* Given information *
— start —
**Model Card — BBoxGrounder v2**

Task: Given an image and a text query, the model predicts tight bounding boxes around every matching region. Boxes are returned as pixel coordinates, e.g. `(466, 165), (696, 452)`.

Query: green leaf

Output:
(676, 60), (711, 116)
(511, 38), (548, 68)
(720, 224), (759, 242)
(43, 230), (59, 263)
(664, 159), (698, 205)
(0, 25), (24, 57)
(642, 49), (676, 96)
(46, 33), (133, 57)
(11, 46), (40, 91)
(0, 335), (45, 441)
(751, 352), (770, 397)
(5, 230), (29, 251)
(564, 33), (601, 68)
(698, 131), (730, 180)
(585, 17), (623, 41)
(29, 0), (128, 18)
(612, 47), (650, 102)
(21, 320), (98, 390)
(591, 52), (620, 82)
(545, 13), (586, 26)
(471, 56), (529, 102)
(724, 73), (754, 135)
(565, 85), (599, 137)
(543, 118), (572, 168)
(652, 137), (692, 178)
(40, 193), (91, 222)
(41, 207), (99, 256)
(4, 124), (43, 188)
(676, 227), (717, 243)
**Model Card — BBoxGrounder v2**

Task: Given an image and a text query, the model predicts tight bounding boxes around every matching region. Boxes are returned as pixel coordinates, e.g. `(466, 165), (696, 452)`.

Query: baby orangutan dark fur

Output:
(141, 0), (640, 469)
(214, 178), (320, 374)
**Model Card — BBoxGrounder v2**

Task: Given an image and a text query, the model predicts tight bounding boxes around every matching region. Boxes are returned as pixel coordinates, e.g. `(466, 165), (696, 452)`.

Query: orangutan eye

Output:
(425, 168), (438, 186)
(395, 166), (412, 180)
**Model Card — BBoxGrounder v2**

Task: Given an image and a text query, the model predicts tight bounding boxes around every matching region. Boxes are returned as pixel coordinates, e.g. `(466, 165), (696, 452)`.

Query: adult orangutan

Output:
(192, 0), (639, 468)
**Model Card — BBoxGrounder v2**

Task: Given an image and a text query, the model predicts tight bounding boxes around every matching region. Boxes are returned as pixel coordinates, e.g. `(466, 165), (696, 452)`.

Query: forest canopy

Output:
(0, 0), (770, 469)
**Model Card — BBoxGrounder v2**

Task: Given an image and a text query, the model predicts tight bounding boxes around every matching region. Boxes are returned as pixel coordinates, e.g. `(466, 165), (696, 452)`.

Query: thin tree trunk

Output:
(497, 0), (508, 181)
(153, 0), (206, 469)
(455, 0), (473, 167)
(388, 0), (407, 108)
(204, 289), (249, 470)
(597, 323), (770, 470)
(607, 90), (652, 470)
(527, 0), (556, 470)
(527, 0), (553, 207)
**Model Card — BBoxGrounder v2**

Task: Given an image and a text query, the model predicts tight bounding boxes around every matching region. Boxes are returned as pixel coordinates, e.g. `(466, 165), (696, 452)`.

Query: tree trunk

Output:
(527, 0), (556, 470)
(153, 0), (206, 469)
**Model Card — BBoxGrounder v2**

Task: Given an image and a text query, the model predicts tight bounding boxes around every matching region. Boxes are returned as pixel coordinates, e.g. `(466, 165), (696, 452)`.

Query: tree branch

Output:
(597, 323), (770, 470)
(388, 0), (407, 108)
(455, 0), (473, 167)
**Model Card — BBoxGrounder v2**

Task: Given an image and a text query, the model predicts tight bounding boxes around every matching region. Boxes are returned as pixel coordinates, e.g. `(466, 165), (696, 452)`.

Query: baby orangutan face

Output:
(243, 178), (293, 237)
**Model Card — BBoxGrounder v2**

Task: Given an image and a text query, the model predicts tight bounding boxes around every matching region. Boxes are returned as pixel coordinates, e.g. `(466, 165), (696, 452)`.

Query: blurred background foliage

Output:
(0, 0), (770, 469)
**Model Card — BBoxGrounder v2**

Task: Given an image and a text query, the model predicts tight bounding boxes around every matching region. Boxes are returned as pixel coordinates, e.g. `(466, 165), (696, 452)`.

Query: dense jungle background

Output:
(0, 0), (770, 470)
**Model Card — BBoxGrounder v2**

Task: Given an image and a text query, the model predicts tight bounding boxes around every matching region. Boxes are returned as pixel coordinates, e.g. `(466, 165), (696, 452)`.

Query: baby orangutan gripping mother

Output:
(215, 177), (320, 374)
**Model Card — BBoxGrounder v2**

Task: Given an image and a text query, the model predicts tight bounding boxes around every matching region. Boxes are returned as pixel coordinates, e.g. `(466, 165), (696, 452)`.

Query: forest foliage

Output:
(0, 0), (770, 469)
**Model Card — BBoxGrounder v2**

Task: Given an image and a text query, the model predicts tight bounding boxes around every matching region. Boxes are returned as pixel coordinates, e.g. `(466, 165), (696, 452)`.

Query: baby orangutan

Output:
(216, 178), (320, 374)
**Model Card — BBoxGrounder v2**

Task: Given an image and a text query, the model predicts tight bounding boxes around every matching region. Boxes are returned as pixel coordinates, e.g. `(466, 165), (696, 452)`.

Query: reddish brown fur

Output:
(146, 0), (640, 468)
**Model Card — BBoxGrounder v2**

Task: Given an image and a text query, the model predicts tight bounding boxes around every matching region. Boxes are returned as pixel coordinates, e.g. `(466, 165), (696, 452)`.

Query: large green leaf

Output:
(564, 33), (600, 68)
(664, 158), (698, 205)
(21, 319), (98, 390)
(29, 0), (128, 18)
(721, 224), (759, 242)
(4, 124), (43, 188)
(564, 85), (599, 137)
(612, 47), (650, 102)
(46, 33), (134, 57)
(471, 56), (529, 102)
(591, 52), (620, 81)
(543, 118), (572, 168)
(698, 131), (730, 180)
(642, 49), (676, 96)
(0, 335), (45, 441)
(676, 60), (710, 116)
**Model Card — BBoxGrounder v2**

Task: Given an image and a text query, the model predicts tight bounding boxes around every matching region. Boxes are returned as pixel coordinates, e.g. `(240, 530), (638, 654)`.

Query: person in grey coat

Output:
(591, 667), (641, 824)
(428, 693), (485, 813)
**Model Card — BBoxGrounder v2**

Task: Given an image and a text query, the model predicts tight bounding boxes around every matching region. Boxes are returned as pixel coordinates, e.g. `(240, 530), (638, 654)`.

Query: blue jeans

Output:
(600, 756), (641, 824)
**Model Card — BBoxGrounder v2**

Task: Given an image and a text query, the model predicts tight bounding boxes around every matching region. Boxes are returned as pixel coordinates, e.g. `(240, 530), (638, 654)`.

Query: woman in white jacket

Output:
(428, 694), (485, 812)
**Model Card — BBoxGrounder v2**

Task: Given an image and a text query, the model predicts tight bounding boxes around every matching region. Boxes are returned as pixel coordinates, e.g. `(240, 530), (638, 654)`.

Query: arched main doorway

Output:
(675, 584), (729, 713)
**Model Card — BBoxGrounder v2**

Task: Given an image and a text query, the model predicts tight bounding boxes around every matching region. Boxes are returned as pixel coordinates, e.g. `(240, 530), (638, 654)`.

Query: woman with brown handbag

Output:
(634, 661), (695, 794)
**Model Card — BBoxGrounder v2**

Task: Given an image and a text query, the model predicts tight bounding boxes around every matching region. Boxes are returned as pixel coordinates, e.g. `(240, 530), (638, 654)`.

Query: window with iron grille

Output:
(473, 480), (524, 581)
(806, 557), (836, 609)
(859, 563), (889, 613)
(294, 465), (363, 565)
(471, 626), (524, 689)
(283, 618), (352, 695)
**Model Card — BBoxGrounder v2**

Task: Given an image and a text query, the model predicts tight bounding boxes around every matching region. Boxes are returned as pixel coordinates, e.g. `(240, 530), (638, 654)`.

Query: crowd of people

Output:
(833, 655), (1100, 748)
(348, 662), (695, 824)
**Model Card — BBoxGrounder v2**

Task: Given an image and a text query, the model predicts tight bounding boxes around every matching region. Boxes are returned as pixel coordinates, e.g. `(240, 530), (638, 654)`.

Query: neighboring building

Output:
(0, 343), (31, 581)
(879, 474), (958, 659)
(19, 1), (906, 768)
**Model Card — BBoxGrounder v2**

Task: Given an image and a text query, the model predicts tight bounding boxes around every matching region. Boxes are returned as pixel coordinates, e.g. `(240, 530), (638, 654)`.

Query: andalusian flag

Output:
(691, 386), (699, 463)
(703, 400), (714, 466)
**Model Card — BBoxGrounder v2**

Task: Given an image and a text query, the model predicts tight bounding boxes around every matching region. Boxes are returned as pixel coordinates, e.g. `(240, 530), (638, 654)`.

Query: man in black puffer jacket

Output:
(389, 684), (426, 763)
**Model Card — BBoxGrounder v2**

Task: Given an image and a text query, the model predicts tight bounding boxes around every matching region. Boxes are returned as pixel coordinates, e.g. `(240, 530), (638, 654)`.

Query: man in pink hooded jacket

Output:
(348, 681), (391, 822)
— end —
* To be done *
Copy the listing from its first line up to and including the line with "(40, 193), (91, 222)", substituting "foliage" for "leaf" and leaving everything else unchanged.

* Task solution *
**Model Card — BBoxGrounder v2**

Task: Given an image and a text query, the model predicts tight bounding boxes around every matching region. Boxes are returned as pixel coordinates, e.g. `(466, 165), (696, 452)`.

Query: green foliage

Output:
(676, 60), (711, 116)
(511, 38), (548, 68)
(720, 224), (759, 242)
(43, 230), (59, 263)
(664, 159), (698, 205)
(0, 25), (24, 57)
(642, 49), (676, 96)
(46, 33), (133, 57)
(11, 46), (40, 91)
(0, 335), (45, 441)
(751, 352), (770, 397)
(5, 230), (29, 251)
(564, 33), (601, 68)
(698, 131), (730, 180)
(585, 17), (623, 41)
(29, 0), (128, 18)
(612, 47), (650, 102)
(21, 320), (98, 390)
(591, 52), (620, 82)
(545, 13), (586, 26)
(471, 56), (529, 102)
(724, 73), (754, 135)
(565, 85), (599, 137)
(543, 118), (572, 168)
(652, 137), (692, 178)
(40, 193), (91, 222)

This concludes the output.